Reading passage:
###

This project provides a full pipeline for analyzing financial news sentences using state-of-the-art NLP techniques. It includes:
- Data cleaning and exploratory analysis
- Topic modeling with LDA
- Sentiment classification using FinBERT and open-source LLMs
- Retrieval-Augmented Generation (RAG) for improved LLM performance
- Fine-tuning FinBERT for domain-specific sentiment analysis
-
Preprocessing & EDA:
- Load and clean the Financial PhraseBank dataset.
- Analyze sentiment distribution and text statistics.
-
Topic Modeling:
- Apply LDA to discover and interpret latent topics in financial text.
-
Sentiment Analysis:
- Use FinBERT for sentiment prediction.
- Evaluate with accuracy, F1-score, and confusion matrix.
-
Local LLM Sentiment Analysis:
- Run Mistral-7B or similar LLMs for zero-shot/few-shot sentiment classification.
- Compare with FinBERT results.
-
RAG:
- Retrieve similar examples using FAISS and sentence-transformers.
- Augment LLM prompts for better sentiment prediction.
-
Fine-Tuning:
- Fine-tune FinBERT on the dataset.
- Visualize and evaluate the improved model.
- Preprocessed data and topic assignments
- Sentiment predictions from FinBERT, LLM, and RAG
- Evaluation metrics and visualizations
- Fine-tuned FinBERT model
- Python (with Jupyter Notebook)
- pandas, numpy, matplotlib, seaborn, nltk, scikit-learn
- torch, transformers, sentence-transformers, faiss
Open DLP_Assignment_3.ipynb and run the cells step by step. Follow the comments for guidance.

###

Images for locating objects:
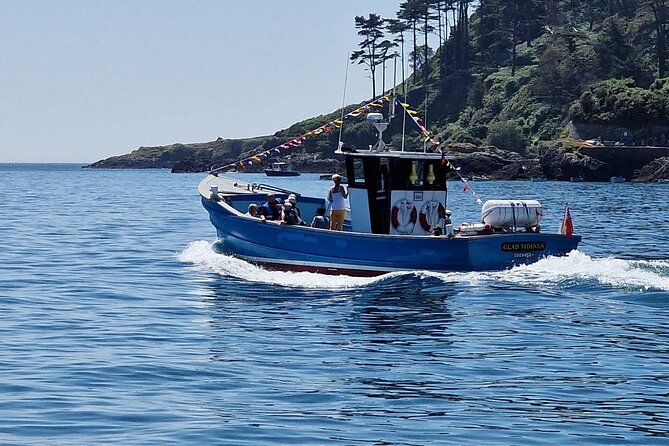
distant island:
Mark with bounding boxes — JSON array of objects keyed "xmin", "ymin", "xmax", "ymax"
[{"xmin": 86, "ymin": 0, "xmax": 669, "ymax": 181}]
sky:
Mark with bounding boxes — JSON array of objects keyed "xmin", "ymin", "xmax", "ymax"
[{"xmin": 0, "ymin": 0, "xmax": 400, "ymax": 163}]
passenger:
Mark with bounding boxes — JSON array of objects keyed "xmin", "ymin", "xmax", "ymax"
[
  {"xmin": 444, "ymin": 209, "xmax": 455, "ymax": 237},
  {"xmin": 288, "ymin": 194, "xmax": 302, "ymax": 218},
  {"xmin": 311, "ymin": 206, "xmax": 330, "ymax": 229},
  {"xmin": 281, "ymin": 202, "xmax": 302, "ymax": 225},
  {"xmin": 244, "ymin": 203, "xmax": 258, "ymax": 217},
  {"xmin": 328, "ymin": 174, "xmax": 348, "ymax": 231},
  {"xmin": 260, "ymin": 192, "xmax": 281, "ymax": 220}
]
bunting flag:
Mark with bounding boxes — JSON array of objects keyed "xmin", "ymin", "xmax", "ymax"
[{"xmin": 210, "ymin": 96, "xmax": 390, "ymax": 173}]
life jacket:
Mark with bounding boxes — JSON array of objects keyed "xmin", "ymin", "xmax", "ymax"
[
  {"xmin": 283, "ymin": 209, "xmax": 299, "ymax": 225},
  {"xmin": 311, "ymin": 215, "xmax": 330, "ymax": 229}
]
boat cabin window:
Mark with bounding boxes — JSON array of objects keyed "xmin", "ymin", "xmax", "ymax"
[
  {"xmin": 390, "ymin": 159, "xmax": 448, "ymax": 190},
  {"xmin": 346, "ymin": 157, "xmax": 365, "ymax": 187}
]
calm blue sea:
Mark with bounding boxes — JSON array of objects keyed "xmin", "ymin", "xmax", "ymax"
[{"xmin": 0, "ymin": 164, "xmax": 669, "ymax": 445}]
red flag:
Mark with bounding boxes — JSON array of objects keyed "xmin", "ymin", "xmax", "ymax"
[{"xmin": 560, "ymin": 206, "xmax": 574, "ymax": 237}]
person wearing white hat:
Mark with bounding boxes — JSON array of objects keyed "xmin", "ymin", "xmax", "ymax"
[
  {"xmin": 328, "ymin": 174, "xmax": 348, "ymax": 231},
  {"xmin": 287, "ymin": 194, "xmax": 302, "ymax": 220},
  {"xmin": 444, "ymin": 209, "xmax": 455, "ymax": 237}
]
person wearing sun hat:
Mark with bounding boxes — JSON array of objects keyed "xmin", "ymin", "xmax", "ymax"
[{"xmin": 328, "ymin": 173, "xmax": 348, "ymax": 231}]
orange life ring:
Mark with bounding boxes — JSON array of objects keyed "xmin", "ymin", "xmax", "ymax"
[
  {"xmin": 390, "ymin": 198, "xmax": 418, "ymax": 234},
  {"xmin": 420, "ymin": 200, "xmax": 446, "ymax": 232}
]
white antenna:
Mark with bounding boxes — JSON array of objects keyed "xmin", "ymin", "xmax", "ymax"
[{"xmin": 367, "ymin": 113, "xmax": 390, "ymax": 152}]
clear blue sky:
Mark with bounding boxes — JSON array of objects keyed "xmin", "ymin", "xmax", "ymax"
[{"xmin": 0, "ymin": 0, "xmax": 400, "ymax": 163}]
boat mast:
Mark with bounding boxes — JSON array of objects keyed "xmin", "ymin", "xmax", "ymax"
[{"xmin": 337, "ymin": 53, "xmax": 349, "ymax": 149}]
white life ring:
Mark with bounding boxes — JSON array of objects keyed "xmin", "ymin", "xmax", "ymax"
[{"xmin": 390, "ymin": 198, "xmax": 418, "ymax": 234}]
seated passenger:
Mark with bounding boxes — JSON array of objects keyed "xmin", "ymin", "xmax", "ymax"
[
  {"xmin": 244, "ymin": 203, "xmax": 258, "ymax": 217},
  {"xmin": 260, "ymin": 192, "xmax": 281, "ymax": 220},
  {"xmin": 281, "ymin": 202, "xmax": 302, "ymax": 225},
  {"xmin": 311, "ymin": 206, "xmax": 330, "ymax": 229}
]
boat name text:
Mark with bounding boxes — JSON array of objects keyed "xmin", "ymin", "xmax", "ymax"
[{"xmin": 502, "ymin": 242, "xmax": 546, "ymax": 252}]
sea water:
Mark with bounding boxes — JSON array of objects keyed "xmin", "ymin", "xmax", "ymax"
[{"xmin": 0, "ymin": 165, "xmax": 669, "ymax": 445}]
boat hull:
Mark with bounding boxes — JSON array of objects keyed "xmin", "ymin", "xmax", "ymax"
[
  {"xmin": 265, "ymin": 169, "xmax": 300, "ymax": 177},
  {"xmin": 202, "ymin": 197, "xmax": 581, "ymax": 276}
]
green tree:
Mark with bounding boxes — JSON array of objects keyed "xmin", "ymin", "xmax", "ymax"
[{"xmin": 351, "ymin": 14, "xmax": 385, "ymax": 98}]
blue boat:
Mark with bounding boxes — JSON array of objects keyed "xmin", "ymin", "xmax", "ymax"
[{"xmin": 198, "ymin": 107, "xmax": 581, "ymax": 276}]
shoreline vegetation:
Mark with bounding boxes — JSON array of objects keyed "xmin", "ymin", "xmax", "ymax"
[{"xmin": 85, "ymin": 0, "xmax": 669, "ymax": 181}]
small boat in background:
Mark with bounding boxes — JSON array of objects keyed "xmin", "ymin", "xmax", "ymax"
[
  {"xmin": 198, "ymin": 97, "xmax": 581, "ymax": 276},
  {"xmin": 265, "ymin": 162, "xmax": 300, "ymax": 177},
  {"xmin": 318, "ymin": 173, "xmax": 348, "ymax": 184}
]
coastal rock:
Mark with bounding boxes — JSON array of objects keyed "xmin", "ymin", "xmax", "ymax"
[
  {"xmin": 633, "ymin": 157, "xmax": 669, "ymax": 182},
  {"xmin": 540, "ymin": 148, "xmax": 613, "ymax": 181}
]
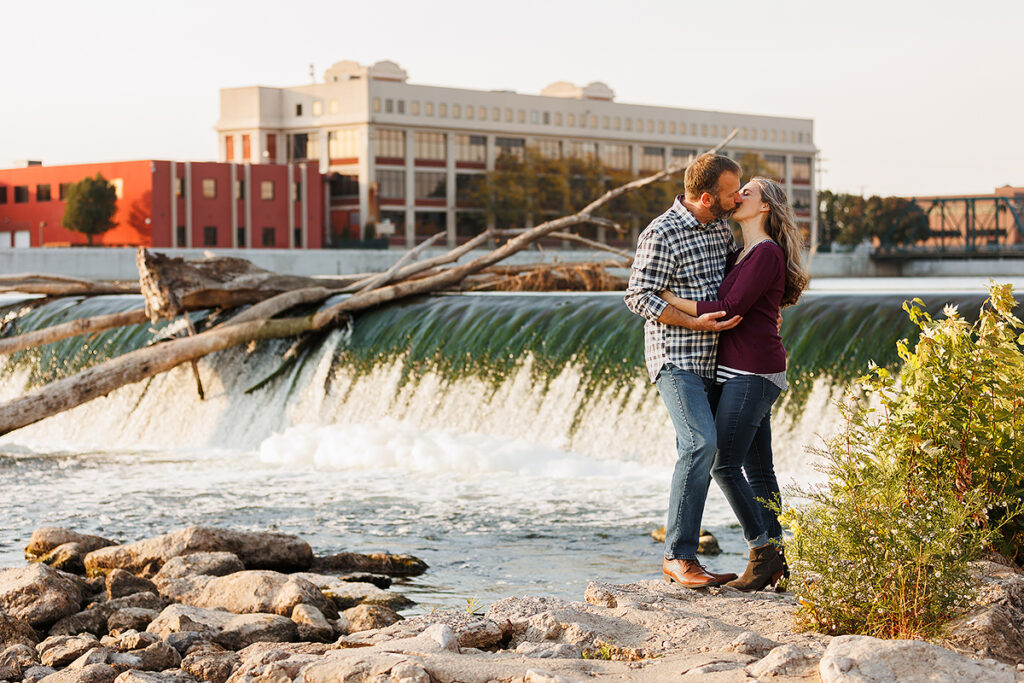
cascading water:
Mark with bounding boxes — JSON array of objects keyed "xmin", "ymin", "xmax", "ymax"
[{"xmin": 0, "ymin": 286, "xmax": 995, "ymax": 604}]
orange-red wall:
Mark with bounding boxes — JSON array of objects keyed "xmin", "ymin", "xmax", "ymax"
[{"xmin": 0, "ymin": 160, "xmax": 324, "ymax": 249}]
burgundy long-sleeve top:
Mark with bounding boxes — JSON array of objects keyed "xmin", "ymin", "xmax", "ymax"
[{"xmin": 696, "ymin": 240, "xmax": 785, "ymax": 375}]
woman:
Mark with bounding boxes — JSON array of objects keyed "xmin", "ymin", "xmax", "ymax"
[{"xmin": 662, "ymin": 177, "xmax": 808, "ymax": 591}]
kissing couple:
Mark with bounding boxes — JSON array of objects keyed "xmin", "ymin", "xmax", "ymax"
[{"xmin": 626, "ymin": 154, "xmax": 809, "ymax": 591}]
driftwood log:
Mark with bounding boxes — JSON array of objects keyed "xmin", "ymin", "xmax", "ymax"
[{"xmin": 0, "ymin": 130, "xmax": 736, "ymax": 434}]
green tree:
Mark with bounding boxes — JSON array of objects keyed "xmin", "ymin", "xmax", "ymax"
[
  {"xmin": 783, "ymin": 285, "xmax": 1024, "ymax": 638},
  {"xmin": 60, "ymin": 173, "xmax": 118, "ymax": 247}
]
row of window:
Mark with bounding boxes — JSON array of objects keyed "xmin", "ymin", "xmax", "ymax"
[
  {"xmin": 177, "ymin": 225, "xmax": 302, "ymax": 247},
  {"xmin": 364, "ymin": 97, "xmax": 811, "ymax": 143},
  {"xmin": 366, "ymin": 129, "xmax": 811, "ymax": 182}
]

###

About this task:
Repeat the part of the financial news project description from "- Compare with" up to and including "on the dataset.". This material comes from a different source than the financial news project description.

Output below:
- Compare with FinBERT results.
-
RAG:
- Retrieve similar examples using FAISS and sentence-transformers.
- Augment LLM prompts for better sentiment prediction.
-
Fine-Tuning:
- Fine-tune FinBERT on the dataset.